→ Parts of the exercise
[1] Answer these questions from the patent claims on audio coding.
(a) Which type of audio content is named as the first type?
(b) For each coding model, what does the statistical evaluation count?
(c) Which two coding models does claim 18 name?
[2] Reproduce the passage of the patent claims on audio coding between "17. The audio" and "prediction coding model and a transform coding model.", inclusive.

→ Page
15. A software program product in which a software code for
selecting a respective coding model for encoding consecutive
sections of an audio signal is stored, said software code realizing
the following steps when running in a processing component of an
encoder: selecting for each section of said audio signal a coding
model based on at least one signal characteristic indicating the
type of audio content in the respective section, if said at least
one signal characteristic unambiguously indicates a particular type
of audio content, wherein at least one coding model optimized for a
first type of audio content and at least one coding model optimized
for a second type of audio content are available for selection,
wherein said first type of audio content is speech and wherein said
second type of audio content is audio content other than speech;
and selecting for each remaining section of said audio signal, for
which said at least one signal characteristic does not
unambiguously indicate a particular type of audio content, either
said coding model optimized for said first type of audio content or
said coding model optimized for said second type of audio content
based on a statistical evaluation of the coding models which have
been selected based on said at least one signal characteristic for
neighboring sections of the respective remaining section, wherein
said statistical evaluation comprises counting for each of said
coding models the number of said neighboring sections for which the
respective coding model has been selected, and wherein the number
of neighboring sections for which said coding model optimized for
said first type of audio content has been selected is weighted
higher in said statistical evaluation than the number of sections
for which said coding model optimized for said second type of audio
content has been selected.
16. The electronic device according to claim 13, wherein said
coding models comprise an algebraic code-excited linear prediction
coding model and a transform coding model.
17. The audio coding system according to claim 14, wherein said
coding models comprise an algebraic code-excited linear prediction
coding model and a transform coding model.
18. The software program product according to claim 15, wherein
said coding models comprise an algebraic code-excited linear
prediction coding model and a transform coding model.

→ Recorded information
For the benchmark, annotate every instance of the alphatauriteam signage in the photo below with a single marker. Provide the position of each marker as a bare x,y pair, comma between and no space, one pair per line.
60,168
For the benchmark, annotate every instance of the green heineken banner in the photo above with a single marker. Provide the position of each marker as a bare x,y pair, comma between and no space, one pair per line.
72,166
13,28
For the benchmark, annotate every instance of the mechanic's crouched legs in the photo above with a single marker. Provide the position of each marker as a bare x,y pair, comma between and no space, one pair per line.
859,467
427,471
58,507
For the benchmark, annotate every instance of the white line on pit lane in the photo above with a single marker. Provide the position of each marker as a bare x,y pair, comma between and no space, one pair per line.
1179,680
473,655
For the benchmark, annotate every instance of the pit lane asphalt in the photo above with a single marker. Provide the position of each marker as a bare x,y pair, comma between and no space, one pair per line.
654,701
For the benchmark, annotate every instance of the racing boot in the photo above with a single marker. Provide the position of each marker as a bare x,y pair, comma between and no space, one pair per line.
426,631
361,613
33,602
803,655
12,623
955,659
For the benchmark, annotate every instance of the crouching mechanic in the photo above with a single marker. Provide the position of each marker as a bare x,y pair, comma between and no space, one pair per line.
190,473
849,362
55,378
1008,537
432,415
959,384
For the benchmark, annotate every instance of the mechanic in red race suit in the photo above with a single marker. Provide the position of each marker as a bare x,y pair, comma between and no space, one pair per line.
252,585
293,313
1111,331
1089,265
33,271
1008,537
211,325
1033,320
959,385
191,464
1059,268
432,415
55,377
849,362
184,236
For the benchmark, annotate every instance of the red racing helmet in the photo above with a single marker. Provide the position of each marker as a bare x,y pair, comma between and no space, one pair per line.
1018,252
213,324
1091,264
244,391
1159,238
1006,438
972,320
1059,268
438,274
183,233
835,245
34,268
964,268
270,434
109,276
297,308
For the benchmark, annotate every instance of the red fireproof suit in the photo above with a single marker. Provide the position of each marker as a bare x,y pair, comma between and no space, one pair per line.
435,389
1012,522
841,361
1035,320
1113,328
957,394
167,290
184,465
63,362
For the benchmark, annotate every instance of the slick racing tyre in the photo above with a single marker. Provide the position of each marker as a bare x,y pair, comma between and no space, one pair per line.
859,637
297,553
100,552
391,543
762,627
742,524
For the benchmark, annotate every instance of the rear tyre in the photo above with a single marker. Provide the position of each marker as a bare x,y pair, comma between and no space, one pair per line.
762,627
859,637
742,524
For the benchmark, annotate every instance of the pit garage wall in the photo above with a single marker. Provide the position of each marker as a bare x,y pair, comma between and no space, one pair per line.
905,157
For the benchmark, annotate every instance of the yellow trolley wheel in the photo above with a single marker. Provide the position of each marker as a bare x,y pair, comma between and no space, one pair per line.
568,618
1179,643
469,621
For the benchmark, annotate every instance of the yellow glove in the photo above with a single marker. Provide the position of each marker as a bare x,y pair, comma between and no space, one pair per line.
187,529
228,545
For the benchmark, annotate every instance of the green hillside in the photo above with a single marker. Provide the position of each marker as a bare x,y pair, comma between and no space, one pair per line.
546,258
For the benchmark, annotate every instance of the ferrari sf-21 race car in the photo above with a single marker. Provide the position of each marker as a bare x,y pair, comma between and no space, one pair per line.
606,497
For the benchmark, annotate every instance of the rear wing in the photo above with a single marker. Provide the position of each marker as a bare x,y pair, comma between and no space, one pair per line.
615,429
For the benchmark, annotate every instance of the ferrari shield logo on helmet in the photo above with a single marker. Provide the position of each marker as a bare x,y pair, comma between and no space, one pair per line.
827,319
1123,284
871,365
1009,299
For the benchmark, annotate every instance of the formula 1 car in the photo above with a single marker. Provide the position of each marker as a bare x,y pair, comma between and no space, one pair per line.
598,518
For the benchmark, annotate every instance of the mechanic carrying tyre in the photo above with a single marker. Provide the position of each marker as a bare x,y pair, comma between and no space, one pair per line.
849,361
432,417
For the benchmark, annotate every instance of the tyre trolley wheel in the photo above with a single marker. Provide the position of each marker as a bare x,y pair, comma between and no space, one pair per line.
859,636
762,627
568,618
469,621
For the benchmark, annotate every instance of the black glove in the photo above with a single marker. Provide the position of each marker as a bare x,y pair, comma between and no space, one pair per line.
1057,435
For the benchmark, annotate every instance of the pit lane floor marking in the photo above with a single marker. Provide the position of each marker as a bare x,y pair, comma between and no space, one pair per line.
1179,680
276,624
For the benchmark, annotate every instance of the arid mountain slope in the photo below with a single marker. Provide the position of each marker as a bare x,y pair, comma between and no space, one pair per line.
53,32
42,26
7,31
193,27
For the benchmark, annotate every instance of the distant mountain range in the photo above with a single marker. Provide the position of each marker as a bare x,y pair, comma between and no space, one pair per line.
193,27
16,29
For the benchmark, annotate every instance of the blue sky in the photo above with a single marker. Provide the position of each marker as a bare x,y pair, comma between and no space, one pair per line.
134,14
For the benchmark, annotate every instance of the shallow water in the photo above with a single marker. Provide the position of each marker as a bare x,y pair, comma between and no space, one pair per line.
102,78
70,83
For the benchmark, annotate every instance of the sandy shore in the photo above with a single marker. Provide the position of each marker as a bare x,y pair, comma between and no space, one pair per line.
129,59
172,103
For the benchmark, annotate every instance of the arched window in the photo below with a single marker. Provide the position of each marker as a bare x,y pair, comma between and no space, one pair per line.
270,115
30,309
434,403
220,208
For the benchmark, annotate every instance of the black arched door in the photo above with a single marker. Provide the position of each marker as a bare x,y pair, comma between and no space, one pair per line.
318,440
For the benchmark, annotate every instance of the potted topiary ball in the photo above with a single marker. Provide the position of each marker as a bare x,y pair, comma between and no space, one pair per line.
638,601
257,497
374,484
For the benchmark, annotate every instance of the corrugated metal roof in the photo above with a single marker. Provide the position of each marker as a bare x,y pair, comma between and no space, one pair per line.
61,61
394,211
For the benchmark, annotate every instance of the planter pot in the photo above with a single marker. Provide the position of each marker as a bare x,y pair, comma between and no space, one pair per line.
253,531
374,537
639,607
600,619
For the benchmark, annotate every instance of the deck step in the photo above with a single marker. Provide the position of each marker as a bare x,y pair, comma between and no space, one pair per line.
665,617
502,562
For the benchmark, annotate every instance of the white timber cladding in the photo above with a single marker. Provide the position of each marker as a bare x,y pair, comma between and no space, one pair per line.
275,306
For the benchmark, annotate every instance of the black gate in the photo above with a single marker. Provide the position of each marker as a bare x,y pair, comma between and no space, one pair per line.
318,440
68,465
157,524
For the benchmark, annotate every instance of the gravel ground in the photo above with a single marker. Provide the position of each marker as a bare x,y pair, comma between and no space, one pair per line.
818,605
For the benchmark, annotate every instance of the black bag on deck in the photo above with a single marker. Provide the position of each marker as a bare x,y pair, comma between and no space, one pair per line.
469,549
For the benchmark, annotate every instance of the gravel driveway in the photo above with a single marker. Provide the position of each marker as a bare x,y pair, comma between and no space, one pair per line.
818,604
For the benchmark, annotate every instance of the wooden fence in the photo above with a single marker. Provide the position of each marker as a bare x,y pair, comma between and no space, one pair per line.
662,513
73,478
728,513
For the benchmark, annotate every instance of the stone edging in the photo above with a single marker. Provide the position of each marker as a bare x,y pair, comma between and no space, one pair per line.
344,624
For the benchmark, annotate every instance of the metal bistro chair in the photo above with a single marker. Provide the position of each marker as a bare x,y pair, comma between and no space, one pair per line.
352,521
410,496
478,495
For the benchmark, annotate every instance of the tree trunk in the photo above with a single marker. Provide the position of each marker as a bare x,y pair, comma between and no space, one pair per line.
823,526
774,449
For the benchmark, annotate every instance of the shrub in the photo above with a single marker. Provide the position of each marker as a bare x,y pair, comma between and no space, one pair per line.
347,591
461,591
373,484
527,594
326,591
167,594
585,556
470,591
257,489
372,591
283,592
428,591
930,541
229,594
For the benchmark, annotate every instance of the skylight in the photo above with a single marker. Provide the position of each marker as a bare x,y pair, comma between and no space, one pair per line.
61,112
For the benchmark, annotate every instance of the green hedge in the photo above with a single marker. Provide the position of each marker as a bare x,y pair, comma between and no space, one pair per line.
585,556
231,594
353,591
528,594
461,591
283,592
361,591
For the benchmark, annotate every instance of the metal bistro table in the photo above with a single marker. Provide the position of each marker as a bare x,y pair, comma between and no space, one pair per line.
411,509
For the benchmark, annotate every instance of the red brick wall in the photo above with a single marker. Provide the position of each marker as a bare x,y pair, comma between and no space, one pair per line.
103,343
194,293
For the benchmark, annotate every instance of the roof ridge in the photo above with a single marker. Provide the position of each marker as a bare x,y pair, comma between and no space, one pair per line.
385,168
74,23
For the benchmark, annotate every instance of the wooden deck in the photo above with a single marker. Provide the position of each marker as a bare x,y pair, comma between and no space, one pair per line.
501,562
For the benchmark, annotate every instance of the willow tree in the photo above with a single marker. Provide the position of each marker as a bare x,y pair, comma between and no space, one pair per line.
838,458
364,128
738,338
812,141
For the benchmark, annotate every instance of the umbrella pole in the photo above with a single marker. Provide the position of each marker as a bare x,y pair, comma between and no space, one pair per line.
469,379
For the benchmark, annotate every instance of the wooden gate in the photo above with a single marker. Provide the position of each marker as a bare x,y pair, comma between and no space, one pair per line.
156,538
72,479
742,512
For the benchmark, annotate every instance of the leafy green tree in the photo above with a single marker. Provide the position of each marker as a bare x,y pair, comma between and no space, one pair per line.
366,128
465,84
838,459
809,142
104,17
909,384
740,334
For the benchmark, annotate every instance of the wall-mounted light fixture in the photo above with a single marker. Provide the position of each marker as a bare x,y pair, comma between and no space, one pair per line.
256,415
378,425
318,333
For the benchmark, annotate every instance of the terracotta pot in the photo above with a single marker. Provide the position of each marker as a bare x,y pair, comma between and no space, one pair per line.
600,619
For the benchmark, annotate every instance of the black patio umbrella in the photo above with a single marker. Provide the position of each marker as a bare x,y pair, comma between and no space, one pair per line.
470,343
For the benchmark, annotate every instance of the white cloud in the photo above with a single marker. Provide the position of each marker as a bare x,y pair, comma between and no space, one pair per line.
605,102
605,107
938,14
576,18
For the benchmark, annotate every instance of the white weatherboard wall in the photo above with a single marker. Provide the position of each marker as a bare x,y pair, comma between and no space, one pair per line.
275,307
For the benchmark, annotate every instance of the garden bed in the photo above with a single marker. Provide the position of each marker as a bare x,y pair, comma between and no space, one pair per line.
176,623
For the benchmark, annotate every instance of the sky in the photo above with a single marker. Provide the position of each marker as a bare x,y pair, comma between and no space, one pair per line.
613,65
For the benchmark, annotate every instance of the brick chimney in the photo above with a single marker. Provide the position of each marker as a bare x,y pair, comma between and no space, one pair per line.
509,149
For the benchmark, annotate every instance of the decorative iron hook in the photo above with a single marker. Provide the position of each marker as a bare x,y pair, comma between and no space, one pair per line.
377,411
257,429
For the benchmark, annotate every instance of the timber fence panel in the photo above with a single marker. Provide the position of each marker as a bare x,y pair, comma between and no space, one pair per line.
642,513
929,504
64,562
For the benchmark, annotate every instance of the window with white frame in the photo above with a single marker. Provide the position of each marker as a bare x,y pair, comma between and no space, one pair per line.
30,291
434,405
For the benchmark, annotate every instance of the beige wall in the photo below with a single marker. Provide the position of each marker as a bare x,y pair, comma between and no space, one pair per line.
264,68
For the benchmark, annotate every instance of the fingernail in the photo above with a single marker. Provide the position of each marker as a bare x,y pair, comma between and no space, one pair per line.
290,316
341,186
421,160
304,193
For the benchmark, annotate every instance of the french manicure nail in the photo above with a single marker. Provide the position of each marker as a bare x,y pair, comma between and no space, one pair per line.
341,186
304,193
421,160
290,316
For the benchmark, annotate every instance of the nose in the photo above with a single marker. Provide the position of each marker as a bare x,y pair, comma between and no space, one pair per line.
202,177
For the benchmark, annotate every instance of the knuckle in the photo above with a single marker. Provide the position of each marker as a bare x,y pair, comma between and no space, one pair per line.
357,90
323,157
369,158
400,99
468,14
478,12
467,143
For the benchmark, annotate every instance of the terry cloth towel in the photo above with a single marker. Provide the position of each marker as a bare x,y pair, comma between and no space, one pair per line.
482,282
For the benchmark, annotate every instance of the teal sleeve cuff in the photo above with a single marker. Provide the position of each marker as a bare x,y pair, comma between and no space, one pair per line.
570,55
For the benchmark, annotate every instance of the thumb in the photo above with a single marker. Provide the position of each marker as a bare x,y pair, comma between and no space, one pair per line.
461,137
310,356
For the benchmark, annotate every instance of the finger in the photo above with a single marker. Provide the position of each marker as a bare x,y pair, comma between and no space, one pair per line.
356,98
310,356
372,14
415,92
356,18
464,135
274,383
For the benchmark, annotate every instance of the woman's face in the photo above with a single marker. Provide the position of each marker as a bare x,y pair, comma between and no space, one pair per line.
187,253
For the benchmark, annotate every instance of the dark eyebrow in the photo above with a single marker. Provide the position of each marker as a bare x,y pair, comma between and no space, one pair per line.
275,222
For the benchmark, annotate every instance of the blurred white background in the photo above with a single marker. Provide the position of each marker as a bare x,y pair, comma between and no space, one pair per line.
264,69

→ Per-task outputs
[1]
(a) Speech.
(b) The number of neighboring sections for which that coding model has been selected.
(c) An algebraic code-excited linear prediction coding model and a transform coding model.

[2]
17. The audio coding system according to claim 14, wherein said
coding models comprise an algebraic code-excited linear prediction
coding model and a transform coding model.
18. The software program product according to claim 15, wherein
said coding models comprise an algebraic code-excited linear
prediction coding model and a transform coding model.